• **EXERCISE INPUTS**:
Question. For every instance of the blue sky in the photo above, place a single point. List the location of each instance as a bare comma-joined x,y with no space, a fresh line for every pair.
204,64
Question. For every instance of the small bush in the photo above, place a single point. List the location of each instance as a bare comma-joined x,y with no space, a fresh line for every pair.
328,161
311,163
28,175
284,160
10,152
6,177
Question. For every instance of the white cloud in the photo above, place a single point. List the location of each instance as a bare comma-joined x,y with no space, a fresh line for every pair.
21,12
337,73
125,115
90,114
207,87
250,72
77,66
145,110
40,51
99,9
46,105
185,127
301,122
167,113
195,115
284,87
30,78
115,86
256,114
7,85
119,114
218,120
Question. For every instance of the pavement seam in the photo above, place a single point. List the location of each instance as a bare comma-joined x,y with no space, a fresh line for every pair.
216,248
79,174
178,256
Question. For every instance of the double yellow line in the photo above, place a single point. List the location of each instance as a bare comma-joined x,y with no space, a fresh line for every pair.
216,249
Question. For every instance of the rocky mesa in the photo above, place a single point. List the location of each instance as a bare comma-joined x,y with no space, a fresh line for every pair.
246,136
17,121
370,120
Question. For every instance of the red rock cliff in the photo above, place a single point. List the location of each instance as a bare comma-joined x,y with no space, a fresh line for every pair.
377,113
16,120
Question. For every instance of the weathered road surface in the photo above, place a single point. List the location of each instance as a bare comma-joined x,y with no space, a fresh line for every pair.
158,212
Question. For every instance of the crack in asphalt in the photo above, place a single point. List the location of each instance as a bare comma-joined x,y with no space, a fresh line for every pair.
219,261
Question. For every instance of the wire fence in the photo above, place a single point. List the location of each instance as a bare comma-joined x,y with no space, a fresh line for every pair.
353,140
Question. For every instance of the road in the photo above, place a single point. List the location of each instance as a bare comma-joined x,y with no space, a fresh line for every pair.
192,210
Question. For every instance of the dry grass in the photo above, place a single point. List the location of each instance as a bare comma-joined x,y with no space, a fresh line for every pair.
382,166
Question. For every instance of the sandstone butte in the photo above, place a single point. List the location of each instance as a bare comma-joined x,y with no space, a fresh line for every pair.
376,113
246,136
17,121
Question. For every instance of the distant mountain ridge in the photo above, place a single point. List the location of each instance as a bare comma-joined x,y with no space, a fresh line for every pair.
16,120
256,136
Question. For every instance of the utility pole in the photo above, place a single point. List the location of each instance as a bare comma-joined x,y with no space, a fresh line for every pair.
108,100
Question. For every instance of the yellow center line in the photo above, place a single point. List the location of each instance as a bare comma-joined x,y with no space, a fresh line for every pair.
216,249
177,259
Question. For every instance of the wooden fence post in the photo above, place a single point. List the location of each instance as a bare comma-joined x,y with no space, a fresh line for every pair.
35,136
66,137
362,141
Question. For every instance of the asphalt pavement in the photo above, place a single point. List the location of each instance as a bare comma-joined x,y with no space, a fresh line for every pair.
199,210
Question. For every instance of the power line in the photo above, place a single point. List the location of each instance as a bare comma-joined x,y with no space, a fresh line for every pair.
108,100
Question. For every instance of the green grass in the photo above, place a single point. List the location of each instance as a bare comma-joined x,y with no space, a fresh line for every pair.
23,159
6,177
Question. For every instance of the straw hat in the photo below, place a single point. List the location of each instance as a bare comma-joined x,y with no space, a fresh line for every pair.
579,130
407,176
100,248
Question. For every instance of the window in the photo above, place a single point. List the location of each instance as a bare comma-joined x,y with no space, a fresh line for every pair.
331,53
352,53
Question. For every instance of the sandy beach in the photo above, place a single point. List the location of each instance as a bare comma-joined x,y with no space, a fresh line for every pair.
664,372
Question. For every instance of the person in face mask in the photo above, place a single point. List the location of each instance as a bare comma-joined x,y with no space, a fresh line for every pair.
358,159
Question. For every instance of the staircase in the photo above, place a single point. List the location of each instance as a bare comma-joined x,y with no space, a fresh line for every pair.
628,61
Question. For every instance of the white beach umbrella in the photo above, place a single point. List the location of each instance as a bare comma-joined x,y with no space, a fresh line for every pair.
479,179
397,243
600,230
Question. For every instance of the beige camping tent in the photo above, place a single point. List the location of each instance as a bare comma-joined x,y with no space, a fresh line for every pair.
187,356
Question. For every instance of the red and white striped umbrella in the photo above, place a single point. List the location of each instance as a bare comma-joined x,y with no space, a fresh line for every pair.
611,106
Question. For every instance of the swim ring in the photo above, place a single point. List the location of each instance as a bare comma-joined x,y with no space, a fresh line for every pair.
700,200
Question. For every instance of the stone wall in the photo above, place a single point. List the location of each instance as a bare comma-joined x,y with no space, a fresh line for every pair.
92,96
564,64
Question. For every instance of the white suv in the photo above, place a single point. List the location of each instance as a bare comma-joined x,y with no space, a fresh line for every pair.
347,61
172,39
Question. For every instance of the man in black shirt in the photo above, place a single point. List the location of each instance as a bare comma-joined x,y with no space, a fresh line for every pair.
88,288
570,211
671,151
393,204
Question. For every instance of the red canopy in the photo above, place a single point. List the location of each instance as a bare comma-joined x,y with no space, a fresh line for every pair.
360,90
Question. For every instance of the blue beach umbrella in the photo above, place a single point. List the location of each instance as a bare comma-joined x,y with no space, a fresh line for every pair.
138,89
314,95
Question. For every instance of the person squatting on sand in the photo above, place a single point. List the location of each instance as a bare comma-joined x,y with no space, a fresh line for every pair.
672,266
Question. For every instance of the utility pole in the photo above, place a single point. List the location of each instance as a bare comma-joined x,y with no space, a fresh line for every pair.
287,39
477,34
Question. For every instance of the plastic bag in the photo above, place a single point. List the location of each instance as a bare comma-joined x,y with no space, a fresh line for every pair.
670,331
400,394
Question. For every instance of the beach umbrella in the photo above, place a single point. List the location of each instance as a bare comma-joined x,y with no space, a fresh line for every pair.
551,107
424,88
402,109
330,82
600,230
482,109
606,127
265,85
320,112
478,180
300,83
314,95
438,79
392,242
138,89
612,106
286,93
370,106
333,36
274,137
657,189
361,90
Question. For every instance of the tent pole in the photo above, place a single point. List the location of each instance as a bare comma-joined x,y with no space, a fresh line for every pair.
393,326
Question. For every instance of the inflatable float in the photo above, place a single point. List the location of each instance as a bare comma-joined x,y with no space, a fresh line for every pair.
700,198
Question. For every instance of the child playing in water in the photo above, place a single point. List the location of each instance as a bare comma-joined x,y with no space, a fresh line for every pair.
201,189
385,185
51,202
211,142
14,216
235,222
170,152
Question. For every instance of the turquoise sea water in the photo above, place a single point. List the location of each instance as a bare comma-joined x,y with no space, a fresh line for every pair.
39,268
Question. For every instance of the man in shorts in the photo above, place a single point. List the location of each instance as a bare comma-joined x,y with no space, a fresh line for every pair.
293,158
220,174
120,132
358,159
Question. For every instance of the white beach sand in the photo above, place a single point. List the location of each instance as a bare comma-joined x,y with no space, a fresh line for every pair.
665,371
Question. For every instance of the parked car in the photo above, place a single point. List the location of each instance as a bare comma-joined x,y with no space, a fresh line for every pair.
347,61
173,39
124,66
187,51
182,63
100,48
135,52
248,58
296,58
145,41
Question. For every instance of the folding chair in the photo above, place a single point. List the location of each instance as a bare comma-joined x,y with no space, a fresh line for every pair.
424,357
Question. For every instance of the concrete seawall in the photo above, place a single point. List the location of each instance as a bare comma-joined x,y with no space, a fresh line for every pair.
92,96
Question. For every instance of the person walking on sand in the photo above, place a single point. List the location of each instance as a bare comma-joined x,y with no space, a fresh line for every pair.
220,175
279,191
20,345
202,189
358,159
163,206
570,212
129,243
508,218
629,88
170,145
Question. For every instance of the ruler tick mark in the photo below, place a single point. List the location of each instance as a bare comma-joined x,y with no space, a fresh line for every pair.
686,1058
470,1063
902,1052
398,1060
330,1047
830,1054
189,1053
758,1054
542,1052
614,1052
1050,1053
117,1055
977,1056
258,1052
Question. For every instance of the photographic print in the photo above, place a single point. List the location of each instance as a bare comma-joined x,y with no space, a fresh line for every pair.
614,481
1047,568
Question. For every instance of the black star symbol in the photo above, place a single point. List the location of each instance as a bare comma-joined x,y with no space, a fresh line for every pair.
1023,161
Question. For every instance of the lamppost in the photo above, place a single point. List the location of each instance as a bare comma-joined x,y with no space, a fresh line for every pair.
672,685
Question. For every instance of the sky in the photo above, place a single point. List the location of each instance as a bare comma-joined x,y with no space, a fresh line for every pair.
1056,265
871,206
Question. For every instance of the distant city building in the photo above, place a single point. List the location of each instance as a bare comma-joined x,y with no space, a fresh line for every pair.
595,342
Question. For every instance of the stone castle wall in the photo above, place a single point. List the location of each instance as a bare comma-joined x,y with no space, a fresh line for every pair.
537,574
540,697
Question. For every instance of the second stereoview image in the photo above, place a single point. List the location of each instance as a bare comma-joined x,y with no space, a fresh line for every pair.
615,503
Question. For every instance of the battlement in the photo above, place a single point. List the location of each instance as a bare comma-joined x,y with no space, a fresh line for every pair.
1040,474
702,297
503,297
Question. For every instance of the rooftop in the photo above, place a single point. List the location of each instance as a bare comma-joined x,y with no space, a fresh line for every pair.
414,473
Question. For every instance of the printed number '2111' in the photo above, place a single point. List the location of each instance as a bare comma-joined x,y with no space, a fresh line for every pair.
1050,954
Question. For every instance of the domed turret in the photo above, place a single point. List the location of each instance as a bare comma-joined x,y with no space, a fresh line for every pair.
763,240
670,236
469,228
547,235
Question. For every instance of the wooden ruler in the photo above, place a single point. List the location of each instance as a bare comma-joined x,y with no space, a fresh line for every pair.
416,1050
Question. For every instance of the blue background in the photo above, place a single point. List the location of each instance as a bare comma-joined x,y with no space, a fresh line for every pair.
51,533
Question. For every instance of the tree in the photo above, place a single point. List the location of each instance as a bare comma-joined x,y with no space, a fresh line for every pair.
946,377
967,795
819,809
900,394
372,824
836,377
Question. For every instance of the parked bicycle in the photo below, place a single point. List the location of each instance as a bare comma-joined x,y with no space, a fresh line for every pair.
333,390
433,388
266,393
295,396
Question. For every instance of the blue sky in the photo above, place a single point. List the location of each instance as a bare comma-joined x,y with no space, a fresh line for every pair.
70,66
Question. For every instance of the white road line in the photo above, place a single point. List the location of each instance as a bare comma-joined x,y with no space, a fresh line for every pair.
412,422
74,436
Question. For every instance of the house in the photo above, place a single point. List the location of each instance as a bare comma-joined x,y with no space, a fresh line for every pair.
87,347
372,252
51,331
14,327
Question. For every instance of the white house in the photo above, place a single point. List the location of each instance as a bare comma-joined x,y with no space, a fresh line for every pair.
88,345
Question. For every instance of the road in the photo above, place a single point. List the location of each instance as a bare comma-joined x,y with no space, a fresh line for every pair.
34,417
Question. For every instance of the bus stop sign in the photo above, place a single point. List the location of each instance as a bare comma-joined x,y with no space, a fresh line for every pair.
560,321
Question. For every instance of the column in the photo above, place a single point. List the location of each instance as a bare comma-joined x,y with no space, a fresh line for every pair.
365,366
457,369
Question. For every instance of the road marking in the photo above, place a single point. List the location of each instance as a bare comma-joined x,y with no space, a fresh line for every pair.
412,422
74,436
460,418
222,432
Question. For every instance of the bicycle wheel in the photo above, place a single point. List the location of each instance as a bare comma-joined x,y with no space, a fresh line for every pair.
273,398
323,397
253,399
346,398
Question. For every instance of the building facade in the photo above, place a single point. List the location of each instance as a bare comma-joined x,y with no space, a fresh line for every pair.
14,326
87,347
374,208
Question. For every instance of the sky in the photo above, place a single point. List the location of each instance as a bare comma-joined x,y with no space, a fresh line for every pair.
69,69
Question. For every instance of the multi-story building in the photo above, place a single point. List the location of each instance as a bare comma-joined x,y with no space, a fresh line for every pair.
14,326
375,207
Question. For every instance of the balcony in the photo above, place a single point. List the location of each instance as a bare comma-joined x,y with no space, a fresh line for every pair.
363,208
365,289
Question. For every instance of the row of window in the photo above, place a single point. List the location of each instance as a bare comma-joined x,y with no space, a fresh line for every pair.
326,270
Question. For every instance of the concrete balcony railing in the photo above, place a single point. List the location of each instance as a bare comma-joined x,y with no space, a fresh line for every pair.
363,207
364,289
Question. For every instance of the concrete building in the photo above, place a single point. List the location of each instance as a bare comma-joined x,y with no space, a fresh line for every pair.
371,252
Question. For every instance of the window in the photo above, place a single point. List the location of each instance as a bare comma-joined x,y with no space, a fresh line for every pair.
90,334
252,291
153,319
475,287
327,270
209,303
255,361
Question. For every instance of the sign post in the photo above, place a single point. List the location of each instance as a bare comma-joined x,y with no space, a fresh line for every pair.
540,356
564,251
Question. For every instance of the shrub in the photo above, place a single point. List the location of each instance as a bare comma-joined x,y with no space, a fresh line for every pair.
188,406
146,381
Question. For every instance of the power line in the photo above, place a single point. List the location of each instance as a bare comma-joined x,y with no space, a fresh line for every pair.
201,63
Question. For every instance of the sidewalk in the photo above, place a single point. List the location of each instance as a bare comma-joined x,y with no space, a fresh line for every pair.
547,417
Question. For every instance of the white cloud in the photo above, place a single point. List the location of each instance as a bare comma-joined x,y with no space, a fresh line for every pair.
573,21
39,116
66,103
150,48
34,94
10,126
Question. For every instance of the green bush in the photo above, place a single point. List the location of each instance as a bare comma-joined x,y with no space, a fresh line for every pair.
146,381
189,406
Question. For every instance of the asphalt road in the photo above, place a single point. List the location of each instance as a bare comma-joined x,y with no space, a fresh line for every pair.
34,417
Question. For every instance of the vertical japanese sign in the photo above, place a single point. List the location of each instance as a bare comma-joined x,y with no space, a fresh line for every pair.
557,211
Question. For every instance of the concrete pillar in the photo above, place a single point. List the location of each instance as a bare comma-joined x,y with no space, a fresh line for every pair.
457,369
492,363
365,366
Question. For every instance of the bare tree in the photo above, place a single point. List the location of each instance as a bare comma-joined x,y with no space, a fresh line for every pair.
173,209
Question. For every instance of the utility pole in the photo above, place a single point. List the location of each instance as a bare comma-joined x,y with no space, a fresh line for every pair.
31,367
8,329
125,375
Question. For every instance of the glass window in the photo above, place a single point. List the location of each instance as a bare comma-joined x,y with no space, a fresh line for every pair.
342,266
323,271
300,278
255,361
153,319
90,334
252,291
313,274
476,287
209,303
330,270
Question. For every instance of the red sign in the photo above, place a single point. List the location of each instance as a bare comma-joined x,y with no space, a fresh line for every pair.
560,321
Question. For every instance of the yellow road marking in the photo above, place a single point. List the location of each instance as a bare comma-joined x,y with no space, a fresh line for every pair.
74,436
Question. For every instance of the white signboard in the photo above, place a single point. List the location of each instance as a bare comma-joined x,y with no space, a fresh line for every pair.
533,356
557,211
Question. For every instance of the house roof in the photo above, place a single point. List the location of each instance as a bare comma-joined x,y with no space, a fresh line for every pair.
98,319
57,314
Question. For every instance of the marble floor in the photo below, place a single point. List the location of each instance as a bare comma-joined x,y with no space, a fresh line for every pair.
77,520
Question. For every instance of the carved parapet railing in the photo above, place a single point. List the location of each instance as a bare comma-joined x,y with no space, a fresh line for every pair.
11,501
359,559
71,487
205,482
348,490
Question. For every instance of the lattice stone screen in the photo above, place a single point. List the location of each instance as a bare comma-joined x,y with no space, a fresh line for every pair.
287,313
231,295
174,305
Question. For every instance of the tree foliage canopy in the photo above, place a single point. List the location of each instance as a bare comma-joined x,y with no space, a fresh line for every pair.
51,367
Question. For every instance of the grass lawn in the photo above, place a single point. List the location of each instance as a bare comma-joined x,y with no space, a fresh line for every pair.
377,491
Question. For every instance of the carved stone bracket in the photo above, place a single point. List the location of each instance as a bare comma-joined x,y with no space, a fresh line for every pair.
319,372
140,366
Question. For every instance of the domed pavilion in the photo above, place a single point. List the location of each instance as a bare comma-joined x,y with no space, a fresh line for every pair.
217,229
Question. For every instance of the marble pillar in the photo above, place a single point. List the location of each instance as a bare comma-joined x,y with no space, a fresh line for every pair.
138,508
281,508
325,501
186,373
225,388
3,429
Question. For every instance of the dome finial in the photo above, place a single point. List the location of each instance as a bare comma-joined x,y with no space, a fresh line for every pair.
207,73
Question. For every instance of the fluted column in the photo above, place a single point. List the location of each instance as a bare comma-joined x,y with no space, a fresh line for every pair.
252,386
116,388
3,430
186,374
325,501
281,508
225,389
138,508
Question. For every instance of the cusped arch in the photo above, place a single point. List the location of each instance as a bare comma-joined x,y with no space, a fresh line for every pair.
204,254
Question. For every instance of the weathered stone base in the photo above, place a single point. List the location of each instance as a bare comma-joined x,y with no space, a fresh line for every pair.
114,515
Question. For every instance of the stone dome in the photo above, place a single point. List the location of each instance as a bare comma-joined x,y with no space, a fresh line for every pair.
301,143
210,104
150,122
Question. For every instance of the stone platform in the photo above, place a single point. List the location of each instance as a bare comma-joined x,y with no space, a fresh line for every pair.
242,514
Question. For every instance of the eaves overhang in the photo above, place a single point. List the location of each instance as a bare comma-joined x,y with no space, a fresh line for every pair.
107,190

• **YOUR GOAL**:
Would you please repeat, exactly as written, the lines from the one containing "Question. For every instance of the dome finial" through the end of the listing above, including both, and only those?

• **ANSWER TO THE EXERCISE**:
Question. For every instance of the dome finial in the photo above, place a single point. List the location of each instance as a bare comma-joined x,y with no space, a fresh line for every pair.
207,73
Question. For every instance of the fluted column in the photo above, place a single point. List the location of each instance as a bare comma-joined x,y with no space, a fresh line for every pair.
252,386
116,388
3,430
186,374
325,501
281,508
225,389
138,508
Question. For every instance of the cusped arch in the photo above, place a single point. List the location of each instance as a bare comma-joined x,y with no space, a fresh line for every pair.
204,254
Question. For every instance of the weathered stone base in the photo above, place a single point. List the location of each instance as a bare comma-joined x,y with no space, a fresh line for every pair.
114,515
Question. For every instance of the stone dome in the photo above, place a single point. List the location of each instance as a bare comma-joined x,y with no space, a fresh line for every pair.
301,143
210,104
150,122
Question. For every instance of the stone platform in the photo above, place a single point. List the location of each instance as a bare comma-joined x,y with no space, a fresh line for every pair.
242,514
Question. For every instance of the eaves overhang in the photo above, place a single point. List the location of each instance as a bare comma-joined x,y with no space, a fresh line for every pair.
107,190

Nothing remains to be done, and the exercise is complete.